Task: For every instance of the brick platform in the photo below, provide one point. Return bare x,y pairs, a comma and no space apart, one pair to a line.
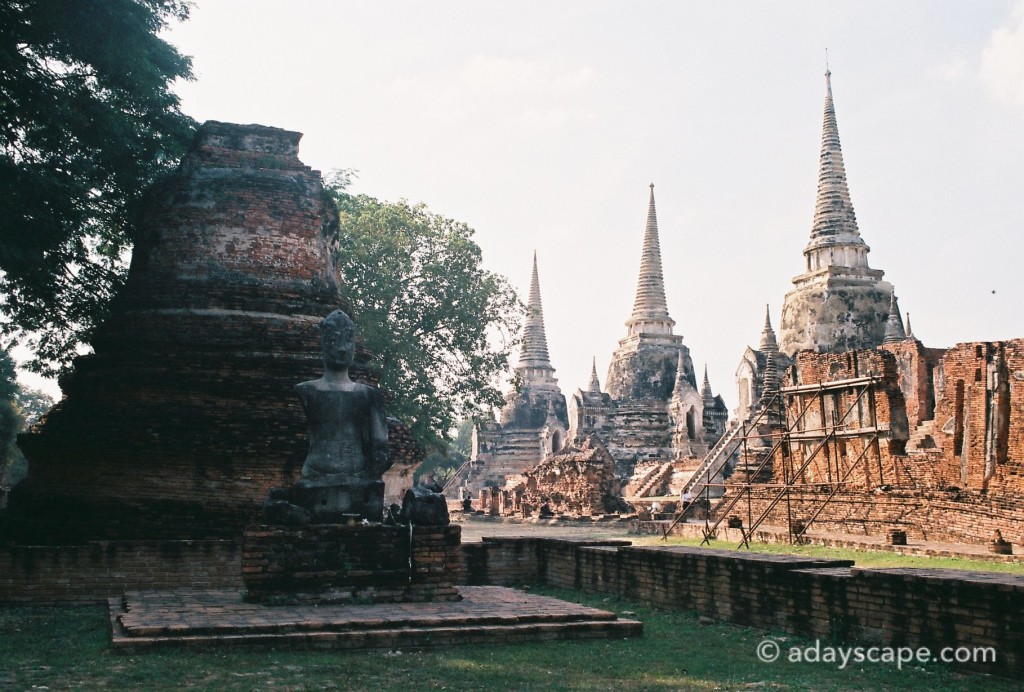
192,618
333,563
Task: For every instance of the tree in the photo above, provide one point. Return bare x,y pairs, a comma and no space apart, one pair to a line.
33,403
439,325
87,122
10,420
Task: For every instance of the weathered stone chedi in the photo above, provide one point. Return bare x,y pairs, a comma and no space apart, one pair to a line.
839,303
184,416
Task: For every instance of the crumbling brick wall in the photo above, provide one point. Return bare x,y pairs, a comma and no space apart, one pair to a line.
578,480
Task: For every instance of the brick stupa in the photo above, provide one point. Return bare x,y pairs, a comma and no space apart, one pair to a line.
184,416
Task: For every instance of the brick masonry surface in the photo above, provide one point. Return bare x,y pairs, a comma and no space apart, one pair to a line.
336,564
814,598
809,597
184,417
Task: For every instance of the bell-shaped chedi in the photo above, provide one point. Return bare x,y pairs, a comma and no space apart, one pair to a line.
184,416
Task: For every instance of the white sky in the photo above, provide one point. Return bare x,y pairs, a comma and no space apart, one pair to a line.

__________________________________________________

### WRITTEN INSTRUCTION:
Rewrite every entry above in full, keeping each request's wording unchanged. Multiply each point coordinate in the answers by 1.3, round it to the nearest whole number with halves rounded up, and leave the pictures out.

### EXPECTED OUTPUT:
Task: For every instance of the brick platform in the photo below, provide one point. Return bare x,y pairs, a comma and no space apart, one pair to a line.
250,803
433,732
Task: For every instance of the tree in the photo above, provide one point. Return bare x,y pairs, a comma and no space apart, one pair to a line.
43,524
571,423
113,159
13,546
Task: For every instance of the weathered stone chedi in the photo above, provide one point. Return bare x,y pairs, a comma and no space apart, one pair to a line.
1091,394
239,541
Task: For every instance of the crumbling brick wall in the photo above, provide one point. Return bare x,y pairs, a comma and no space apart, one pair to a line.
751,624
Task: For every instance of the brick stupa in the photo above, provide one point. Return bare x,y pairs, a comma and no space apart, one pair to a line.
239,541
Task: For every instance of the brick masonry surface in the photo above, provide one point. Return bare x,y pairs, a comma and no space apart, one pair to a line.
437,733
1058,777
1052,776
239,542
Task: For every instance of the bell-shaped chedi in the photo above, provide one point. Return bare x,y pairs, a comma and no space apart, one pair to a line.
239,541
Task: For every instance of the white sky in the photo above, provide one point. Return bare x,y pairs, a comma and no space apart, one pair to a line.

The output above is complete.